### Selected text
>>>>

Our active New Zealand MDS was strongly reinforced for the battle by the attachment of British surgical teams from 15 CCS, which had withdrawn to Alexandria. A British FSU (the Greek unit) under Major G. Taylor was working for two days from 10 to 12 July and again from the 17th onwards. Major Keller was operating from 13 to 17 July, when he was temporarily replaced by Major R. Wilson. Some teams were attached till 8 August.

After the attack on Ruweisat Ridge 4 Field Ambulance was moved forward on 15 July, but owing to the uncertain battle situation did not open and withdrew east again the following day to open an MDS at Deir el Hima. Thereupon 5 Field Ambulance closed and moved into reserve. On this day 4 Brigade was withdrawn and replaced by 6 Brigade, which had arrived from Amiriya with 6 Field Ambulance under command. The latter unit, less one company forming an ADS for 6 Brigade, remained closed at Abu Shamla. Following the withdrawal of 4 Brigade, the ADS company of 5 Field Ambulance with 5 Brigade was replaced by a company from 4 Field Ambulance and the whole of 5 Field Ambulance was placed under command of 4 Brigade, with which it moved back to Maadi Camp.

The MDS was staffed by 4 Field Ambulance from 16 to 27 July, when the unit was relieved by 6 Field Ambulance. During this period 2183 cases were admitted and treated. By 17 July a number of units of 4 and 6 Brigades were located close to and almost entirely surrounding the MDS. Requests by ADMS 2 NZ Division for their removal had met with no response. Then at noon on 17 July German bombers circled the area, heavily bombing the surrounding troops but obviously intentionally avoiding the Red Cross. The combatant units were then moved to more distant locations. Colonel Ardagh followed the matter up strenuously with AA & QMG 2 NZ Division, requesting that all units be informed that, unless otherwise decreed by the tactical situation, they must keep their flanks at least half a mile clear of any MDS showing the Red Cross.

1 Capt S. B. Thompson, DSO; Motueka; born Christchurch, 19 Dec 1916; house surgeon, Christchurch Hospital; medical officer 1 Mob Surg Unit Nov 1941–Mar 1942; RMO 18 Bn Mar 1942–Feb 1944; 2 Gen Hosp May 1944–Jan 1945.

<<<<

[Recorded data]
>>>>

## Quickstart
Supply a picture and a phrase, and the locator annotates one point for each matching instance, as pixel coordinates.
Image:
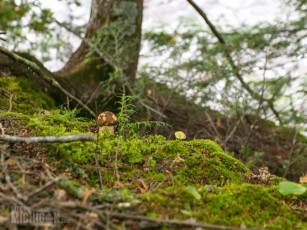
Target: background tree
(233, 85)
(106, 61)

<<<<

### Activity list
1 - Edit the New Zealand medical services text: repeat the part that opens with the words containing "1 Capt S. B." and closes with "May 1944–Jan 1945.", and swap "house surgeon" for "resident surgeon".
2 - Answer these from the New Zealand medical services text:
(a) Where had 15 CCS withdrawn to?
(b) Where did 4 Field Ambulance open an MDS after moving east again?
(c) How far from an MDS showing the Red Cross must units keep their flanks?

### Written responses
1 -
1 Capt S. B. Thompson, DSO; Motueka; born Christchurch, 19 Dec 1916; resident surgeon, Christchurch Hospital; medical officer 1 Mob Surg Unit Nov 1941–Mar 1942; RMO 18 Bn Mar 1942–Feb 1944; 2 Gen Hosp May 1944–Jan 1945.

2 -
(a) Alexandria
(b) Deir el Hima
(c) At least half a mile